[[ ENTRIES PROVIDED, beginning ]]
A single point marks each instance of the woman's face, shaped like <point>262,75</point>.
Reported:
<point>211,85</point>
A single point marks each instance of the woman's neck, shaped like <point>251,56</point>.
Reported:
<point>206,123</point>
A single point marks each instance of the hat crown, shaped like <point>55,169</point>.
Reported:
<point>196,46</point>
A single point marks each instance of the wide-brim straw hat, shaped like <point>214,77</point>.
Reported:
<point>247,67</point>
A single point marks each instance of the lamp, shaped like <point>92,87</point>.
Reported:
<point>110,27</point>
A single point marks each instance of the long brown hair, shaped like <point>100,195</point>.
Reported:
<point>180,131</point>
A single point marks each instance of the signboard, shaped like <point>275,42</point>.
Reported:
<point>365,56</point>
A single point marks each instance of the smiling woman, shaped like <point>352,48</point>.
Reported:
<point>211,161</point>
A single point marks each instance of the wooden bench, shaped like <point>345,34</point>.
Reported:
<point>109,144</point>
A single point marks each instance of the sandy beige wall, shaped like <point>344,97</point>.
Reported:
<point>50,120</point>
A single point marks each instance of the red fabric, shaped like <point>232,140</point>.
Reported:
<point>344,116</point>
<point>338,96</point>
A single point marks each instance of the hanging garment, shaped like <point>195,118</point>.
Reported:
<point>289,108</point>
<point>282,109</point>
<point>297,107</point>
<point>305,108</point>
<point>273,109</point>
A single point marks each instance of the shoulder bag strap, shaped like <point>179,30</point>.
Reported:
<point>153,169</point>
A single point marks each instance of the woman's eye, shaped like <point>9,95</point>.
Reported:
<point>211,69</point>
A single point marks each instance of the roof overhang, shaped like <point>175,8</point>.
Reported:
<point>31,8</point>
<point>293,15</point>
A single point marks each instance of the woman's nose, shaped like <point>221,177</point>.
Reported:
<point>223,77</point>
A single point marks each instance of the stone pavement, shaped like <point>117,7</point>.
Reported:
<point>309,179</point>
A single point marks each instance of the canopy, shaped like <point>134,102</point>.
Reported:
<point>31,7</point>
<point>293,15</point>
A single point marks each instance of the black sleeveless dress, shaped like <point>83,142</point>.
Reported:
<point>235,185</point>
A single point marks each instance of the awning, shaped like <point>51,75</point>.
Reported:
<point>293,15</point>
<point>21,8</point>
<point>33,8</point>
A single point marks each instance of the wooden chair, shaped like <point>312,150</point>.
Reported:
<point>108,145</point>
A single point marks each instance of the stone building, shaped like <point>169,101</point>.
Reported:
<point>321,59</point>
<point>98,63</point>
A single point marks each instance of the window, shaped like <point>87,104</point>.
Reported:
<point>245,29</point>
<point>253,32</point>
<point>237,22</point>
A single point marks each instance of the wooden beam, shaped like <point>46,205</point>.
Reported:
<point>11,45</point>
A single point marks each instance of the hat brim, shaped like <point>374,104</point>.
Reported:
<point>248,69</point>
[[ ENTRIES PROVIDED, end ]]
## ASSIGNMENT
Taking the line that contains "A single point marks each instance of the hanging" as the first, reproduce every line through the end of the entries exactly.

## RESULT FOR THIS TASK
A single point marks each instance of the hanging garment, shaped like <point>195,118</point>.
Reported:
<point>289,108</point>
<point>282,109</point>
<point>297,107</point>
<point>305,108</point>
<point>273,109</point>
A single point marks each instance of the shoulder bag strap, shaped like <point>179,30</point>.
Reported:
<point>153,169</point>
A single point marks each instance of the woman's eye, shaped like <point>9,95</point>.
Reported:
<point>211,69</point>
A single point marks each instance of the roof overhang, shaped like <point>175,8</point>.
Reported:
<point>31,8</point>
<point>293,15</point>
A single point marks each instance of the woman's nose, shaped like <point>221,177</point>.
Reported:
<point>223,77</point>
A single point marks each instance of the stone pavement, shaped like <point>117,7</point>.
Reported:
<point>309,179</point>
A single point marks each instance of the canopy, shaped like <point>134,102</point>.
Reported:
<point>31,7</point>
<point>293,15</point>
A single point marks each instance of the black sleeveless dress, shaped like <point>83,142</point>.
Reported:
<point>235,185</point>
A single point marks each instance of the awning, shaped like <point>51,75</point>.
Reported:
<point>293,15</point>
<point>21,8</point>
<point>33,8</point>
A single point marks each instance of the wooden chair, shaped like <point>312,150</point>.
Reported:
<point>108,145</point>
A single point marks each instance of the stone building, shaped like <point>169,101</point>.
Reported:
<point>321,59</point>
<point>98,63</point>
A single point marks each instance of the window, shaped like <point>87,104</point>.
Reported:
<point>245,29</point>
<point>253,32</point>
<point>237,22</point>
A single point marks each instance of the wooden beam, shaped like <point>46,205</point>.
Reported:
<point>11,45</point>
A single point marks each instance of the hat brim, shaped like <point>374,104</point>.
Reported:
<point>248,69</point>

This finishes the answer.